# TEXT EXTRACT:
★ ★ ★ ★ ★ ★ ★

Ivory panel with the Miracle of
Cana
Carolingian, AD 860-70
This panel once decorated the cover of a Gospel
Book (now in the Hessisches Landesmuseum, Darmstadt) written and
illuminated by a scribe named Liuthard. Liuthard is known to have
produced three manuscripts for the French king, Charles II,
'the Bald' (AD 838-77) which helps us to date the
panel.
The panel depicts
Christ's first miracle, the turning of water into wine
during a wedding feast at the town of Cana in Galilee. In the first
scene Christ and a disciple converse with the Virgin Mary while on
the right, in a stacked perspective, servants wait upon guests
seated at a table. In the bottom register two attendants pour water
from vases on their shoulders into two of the six large amphorae.

★ ★ ★ ★ ★ ★ ★

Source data
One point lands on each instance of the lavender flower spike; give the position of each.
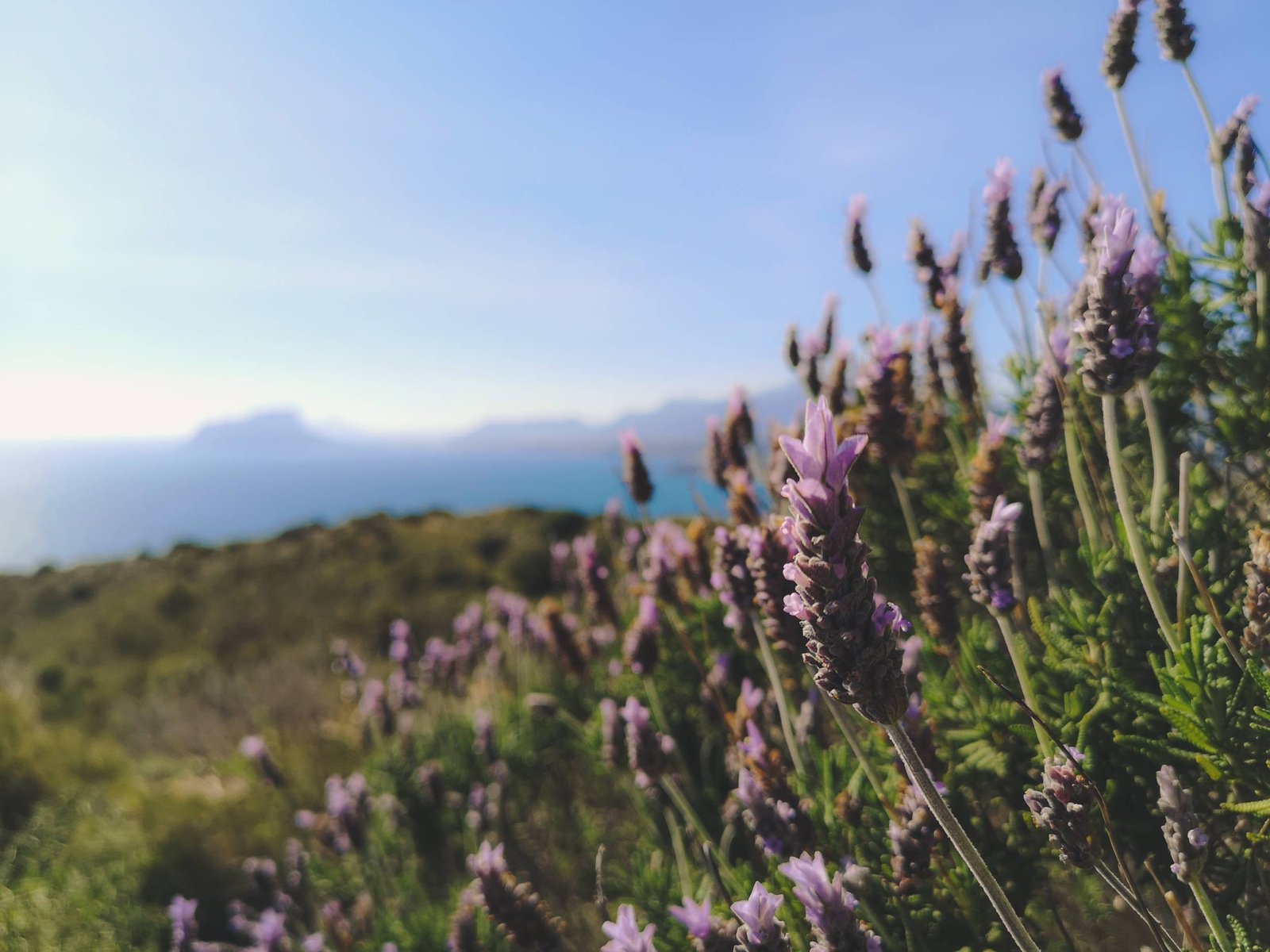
(1187, 842)
(857, 251)
(831, 909)
(760, 928)
(625, 936)
(988, 560)
(855, 660)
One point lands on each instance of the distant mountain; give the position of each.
(270, 429)
(677, 425)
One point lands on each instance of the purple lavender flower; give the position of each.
(831, 909)
(641, 645)
(184, 927)
(854, 660)
(988, 560)
(1062, 809)
(1062, 111)
(760, 928)
(1118, 56)
(857, 251)
(256, 750)
(1115, 321)
(625, 936)
(647, 750)
(634, 470)
(1187, 842)
(1001, 253)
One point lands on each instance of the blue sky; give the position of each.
(413, 217)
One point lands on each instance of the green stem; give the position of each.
(1183, 533)
(959, 839)
(1079, 486)
(1223, 197)
(1047, 543)
(906, 505)
(1138, 165)
(1157, 930)
(852, 738)
(1121, 486)
(1214, 922)
(1019, 659)
(774, 676)
(1159, 461)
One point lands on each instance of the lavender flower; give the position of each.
(184, 927)
(1230, 131)
(986, 467)
(760, 928)
(730, 577)
(1187, 842)
(831, 909)
(768, 552)
(1062, 111)
(1257, 601)
(647, 750)
(857, 251)
(933, 593)
(1257, 228)
(1001, 253)
(1118, 328)
(912, 842)
(1062, 809)
(625, 936)
(641, 645)
(634, 470)
(256, 750)
(1043, 419)
(988, 560)
(709, 933)
(854, 660)
(1118, 56)
(514, 905)
(1176, 35)
(888, 414)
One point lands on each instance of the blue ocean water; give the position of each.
(74, 503)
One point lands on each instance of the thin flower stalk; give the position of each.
(1121, 486)
(959, 839)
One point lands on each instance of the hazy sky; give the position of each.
(417, 216)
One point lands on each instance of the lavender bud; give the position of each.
(1118, 56)
(912, 842)
(1062, 111)
(1176, 35)
(634, 470)
(708, 933)
(851, 649)
(641, 644)
(986, 467)
(514, 905)
(1118, 328)
(988, 560)
(1257, 602)
(1187, 842)
(933, 593)
(1062, 809)
(1001, 253)
(887, 384)
(831, 908)
(625, 936)
(857, 251)
(760, 928)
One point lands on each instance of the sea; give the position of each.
(65, 505)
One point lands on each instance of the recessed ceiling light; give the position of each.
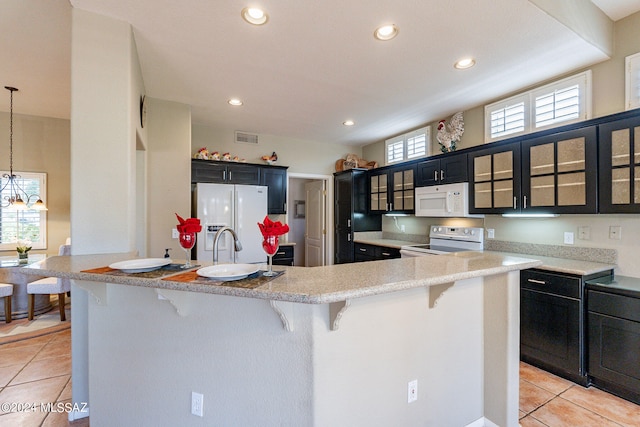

★ ★ ★ ★ ★ ★ ★

# PROBLEM SET:
[A] Answer these questions from the ivory panel description:
(i) Which scribe wrote and illuminated the Gospel Book that the panel once decorated?
(ii) In which museum is that Gospel Book now kept?
(iii) Into how many of the large amphorae do the two attendants pour water?
[B] Write the next part of the ivory panel description, picking up right after its last sentence.
You won't need the source data lines for any of this.

# RESPONSE LIST:
[A]
(i) Liuthard
(ii) The Hessisches Landesmuseum, Darmstadt
(iii) Two of the six

[B]
The story ends with the master of the feast in conversation with
Christ. The action takes place under open buildings with pitched
roofs on columns with tied-back curtains in the entrances. The
action is bordered by superbly carved acanthus leaves, typical of
Carolingian ivories.
The
lively gestures and attitudes of the figures and their placement
within architectural settings are a development of the Rheims
style, an energetic figural style which derives from illuminated
manuscripts such as the Utrecht Psalter, probably produced at the
Abbey of Hautvillers, near Rheims. An Anglo-Saxon copy of this
manuscript, Harley MS 603, can be seen in the British
Library.
O.M. Dalton, Catalogue of the ivory carving (London, Trustees of the British Museum, 1909)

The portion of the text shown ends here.